_Stated problem_
Starting with the line that contains "Tag the fallen" and going on through the line that contains "[[587, 750], [735, 513]]", write out those lines of the items again, requests included. Scale every coordinate in the answers by 1.05 and round to whole numbers with halves going up, leaving the coordinates in the requests and their format samples unchanged.

_Point annotation records_
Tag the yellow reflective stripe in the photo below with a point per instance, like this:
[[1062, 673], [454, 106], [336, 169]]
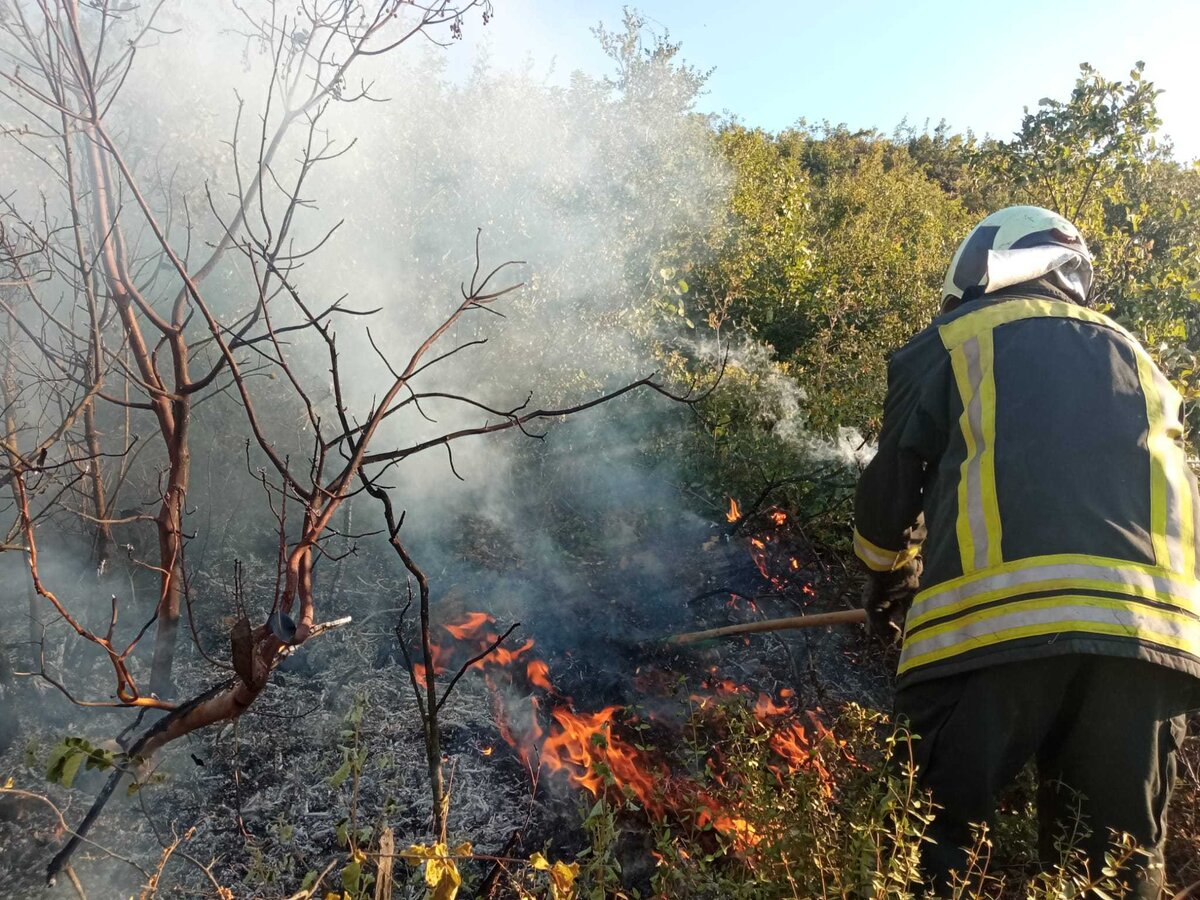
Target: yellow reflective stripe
[[1017, 309], [988, 454], [963, 525], [880, 559], [977, 528], [1027, 575], [921, 615], [1173, 523], [1057, 615]]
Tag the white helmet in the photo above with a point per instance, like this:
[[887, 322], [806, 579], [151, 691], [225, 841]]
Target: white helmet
[[1015, 245]]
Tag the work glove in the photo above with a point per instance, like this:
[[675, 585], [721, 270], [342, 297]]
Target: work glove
[[888, 595], [887, 598]]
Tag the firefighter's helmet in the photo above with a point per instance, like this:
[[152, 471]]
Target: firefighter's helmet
[[1017, 245]]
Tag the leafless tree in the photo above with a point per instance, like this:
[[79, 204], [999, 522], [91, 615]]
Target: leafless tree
[[129, 328]]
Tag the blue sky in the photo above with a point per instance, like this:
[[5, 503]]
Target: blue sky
[[871, 64]]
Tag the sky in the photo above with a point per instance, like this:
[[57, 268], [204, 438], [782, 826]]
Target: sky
[[875, 63]]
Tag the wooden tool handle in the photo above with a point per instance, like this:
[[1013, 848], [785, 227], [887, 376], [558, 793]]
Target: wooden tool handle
[[844, 617]]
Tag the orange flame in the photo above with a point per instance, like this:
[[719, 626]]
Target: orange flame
[[539, 673]]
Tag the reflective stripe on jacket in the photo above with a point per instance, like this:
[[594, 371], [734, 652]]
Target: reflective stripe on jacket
[[1045, 450]]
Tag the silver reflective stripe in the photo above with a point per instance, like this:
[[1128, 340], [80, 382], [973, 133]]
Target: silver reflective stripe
[[1179, 490], [973, 413], [871, 557], [987, 629], [929, 605]]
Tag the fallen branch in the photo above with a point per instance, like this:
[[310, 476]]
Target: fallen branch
[[222, 702], [844, 617]]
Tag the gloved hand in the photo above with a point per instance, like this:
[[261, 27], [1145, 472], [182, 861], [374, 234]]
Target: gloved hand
[[887, 598]]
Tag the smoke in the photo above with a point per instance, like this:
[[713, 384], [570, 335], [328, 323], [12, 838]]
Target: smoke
[[593, 187]]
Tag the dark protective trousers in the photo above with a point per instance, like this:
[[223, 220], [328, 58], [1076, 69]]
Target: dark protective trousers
[[1102, 730]]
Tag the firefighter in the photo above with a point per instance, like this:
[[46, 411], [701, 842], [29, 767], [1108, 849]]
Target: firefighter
[[1031, 523]]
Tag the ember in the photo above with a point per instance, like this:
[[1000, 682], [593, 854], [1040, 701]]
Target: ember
[[587, 750], [735, 513]]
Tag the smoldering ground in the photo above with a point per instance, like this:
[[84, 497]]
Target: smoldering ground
[[588, 538]]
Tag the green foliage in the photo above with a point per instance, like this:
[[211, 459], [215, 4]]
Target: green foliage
[[72, 754], [846, 822]]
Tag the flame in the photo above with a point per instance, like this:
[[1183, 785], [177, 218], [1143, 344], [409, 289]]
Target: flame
[[587, 749], [582, 745], [539, 675], [735, 513]]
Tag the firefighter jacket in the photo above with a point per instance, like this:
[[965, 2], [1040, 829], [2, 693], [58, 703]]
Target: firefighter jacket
[[1044, 448]]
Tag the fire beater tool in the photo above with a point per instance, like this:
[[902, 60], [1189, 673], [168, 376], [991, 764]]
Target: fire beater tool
[[843, 617]]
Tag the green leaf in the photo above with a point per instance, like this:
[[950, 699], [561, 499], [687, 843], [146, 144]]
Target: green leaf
[[352, 875], [71, 768]]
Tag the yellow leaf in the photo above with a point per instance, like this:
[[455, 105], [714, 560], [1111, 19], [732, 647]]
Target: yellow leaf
[[562, 876], [443, 879], [442, 875]]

_Output of the task_
Tag the fallen branch in the photo above with a point per instance, like this:
[[310, 476]]
Target: fallen branch
[[233, 737], [886, 648]]
Tag the gloved hand in the photo above with a point per instance, like this:
[[261, 27], [1145, 472], [182, 861], [374, 234]]
Target: gloved hand
[[931, 628]]
Tag the smoke in the photo above with a point per instance, like this:
[[713, 384], [570, 335], [328, 323], [12, 838]]
Target: smoke
[[623, 196]]
Tag the dark protective trousers in the photo above with a point per instance, like this:
[[223, 220], [328, 58], [1076, 69]]
Target: dark protective trousers
[[1157, 767]]
Tag the firefighter in the photo above with a point per instance, like this:
[[46, 411], [701, 842], [29, 767], [1108, 849]]
Target: firefighter
[[1083, 549]]
Tag the ember in the photo above with a point per instance, like this:
[[1000, 682], [593, 854], [1040, 701]]
Target: ember
[[616, 788], [772, 539]]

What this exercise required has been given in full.